-------- Exercise passage
Quantitative analyses of metabolomes using uniformly 13C-labelled components as internal standards
Quantification and quality control of metabolite concentrations such as lycopene, quinic acid, lutein, quercetin etc. in plant cells is often laborious and inefficient. Reproduction of the obtained results is often hampered by (unintended) variations in sample preparation and sample analyses. Especially, concentrations of unstable metabolites are strongly affected by sample preparation and thus to variations resulting from personal practice and laboratorial protocols. Comparison of results obtained at different places (laboratory variations, apparatus variation) or at different times (run-to-run variations, operator variations) is therefore often tricky or even impossible. Other disadvatages are time consumption (GC) or lower sensitivity (HPLC/UV).
Stable Isotope Solution: Isotope Dilution Mass Spectrometry (IDMS)
----------------
-------- Excerpted records
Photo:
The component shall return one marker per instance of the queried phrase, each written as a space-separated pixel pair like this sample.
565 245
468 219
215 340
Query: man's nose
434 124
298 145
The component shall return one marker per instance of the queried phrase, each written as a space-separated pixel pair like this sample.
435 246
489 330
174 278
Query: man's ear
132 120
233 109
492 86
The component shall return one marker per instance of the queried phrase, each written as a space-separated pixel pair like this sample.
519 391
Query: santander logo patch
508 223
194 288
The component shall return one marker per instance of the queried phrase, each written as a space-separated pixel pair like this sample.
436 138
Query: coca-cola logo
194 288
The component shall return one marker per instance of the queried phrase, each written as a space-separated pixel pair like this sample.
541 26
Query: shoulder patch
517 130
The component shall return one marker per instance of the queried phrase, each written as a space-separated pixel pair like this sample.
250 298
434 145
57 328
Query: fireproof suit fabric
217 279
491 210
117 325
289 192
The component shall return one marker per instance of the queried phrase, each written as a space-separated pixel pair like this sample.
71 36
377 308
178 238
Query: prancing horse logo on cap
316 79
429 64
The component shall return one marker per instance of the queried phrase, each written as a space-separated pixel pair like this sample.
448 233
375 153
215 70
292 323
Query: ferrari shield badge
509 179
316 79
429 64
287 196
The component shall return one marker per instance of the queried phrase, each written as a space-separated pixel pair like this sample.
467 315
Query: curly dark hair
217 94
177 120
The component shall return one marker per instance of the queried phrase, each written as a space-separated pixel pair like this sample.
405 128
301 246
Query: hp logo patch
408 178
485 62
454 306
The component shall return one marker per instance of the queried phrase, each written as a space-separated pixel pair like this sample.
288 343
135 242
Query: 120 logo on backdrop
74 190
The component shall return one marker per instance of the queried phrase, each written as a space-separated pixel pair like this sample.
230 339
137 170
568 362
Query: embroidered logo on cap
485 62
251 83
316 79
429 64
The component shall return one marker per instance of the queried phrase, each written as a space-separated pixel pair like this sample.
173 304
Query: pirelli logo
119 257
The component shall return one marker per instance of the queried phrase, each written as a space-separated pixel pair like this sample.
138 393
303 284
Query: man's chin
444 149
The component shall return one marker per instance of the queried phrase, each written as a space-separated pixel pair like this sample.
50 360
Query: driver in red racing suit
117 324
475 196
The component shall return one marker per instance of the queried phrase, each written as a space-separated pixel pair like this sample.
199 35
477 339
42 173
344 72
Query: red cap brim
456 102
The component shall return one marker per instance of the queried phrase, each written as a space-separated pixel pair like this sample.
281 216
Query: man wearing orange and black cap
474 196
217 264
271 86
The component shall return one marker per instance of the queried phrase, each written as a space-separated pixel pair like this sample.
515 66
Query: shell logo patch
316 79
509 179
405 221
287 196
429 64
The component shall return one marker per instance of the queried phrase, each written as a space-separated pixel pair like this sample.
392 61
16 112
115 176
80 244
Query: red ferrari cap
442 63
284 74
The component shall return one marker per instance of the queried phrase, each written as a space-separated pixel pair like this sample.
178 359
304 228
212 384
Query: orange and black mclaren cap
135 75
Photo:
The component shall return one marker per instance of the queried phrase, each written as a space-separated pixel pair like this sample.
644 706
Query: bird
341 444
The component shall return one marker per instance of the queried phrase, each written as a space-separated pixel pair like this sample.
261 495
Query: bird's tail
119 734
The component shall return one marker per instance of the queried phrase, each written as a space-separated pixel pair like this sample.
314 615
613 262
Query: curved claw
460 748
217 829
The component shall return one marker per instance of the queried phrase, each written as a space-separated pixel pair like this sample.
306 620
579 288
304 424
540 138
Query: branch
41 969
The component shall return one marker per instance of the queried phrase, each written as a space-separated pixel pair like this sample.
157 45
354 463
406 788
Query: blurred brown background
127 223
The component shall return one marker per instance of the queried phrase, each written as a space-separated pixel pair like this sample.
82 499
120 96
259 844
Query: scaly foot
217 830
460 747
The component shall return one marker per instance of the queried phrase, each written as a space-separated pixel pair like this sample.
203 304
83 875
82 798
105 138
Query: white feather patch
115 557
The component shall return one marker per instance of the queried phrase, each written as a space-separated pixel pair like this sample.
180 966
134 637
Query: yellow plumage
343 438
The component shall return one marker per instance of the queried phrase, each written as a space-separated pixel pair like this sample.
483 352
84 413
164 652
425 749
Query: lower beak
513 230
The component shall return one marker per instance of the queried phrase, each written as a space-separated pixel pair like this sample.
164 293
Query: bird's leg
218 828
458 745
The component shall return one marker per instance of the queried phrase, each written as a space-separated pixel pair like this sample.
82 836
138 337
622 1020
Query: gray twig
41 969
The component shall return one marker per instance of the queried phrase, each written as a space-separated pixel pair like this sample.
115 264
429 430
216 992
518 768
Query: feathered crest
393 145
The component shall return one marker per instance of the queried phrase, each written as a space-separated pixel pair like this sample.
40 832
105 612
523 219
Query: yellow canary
----------------
Parts of the exercise -
**1)** Translate this sentence from the passage on quantitative metabolome analysis into German: "Reproduction of the obtained results is often hampered by (unintended) variations in sample preparation and sample analyses."
**2)** Resume the passage on quantitative metabolome analysis from the point at which it stops.
The listing has no connection to the passage on quantitative metabolome analysis.

Task results -
**1)** Die Reproduktion der erhaltenen Ergebnisse wird häufig durch (unbeabsichtigte) Schwankungen bei der Probenvorbereitung und der Probenanalyse erschwert.

**2)**
Many of these difficulties can be tackled by the stable isotope dilution technique (Wu et al, 2005, Erk et al, 2009). Uniformly stable isotope labelled analogues of the metabolites – with almost equal chemical properties – are used as internal standards (IS) in the MS analysis. Degradation of metabolites during the analyses and differences between samples due to variations in sample processing by different technicians or protocols are accounted for by using uniformly 13C-labelled internal standards. These internal standards are derived from plant species that have been cultivated in a comparable way as the metabolites in the plant species to be quantified. In tiny amounts (e.g. 10 ng quinic acid per sample), they provide a means for advanced quality control, to reduce sample preparations, to avoid coelution of quinic acid with other organic acids, and to overcome matrix and ionozation effects (Erk et al, 2009).
Cultures of Saccharomyces cerevisiae were grown in a fermentor with U13C-glucose as the only carbon source. Labelled extracts were used to analyse intermediates in the glycolytic and tricarboxylic acid cycles. Figure 1 illustrates for one of the intermediates that the use of uniformly13C-labelled metabolites strongly reduces the variation in the results compared with 12C-based calibration tests (Wu et al, 2004).
Figure 1. Analysis of PhosphoEnol Pyruvate (PEP). Known concentrations (internal standards, x-axis) against calculated concentrations (y-axis), using IS-based calibration (o) and 12C-based calibration (+).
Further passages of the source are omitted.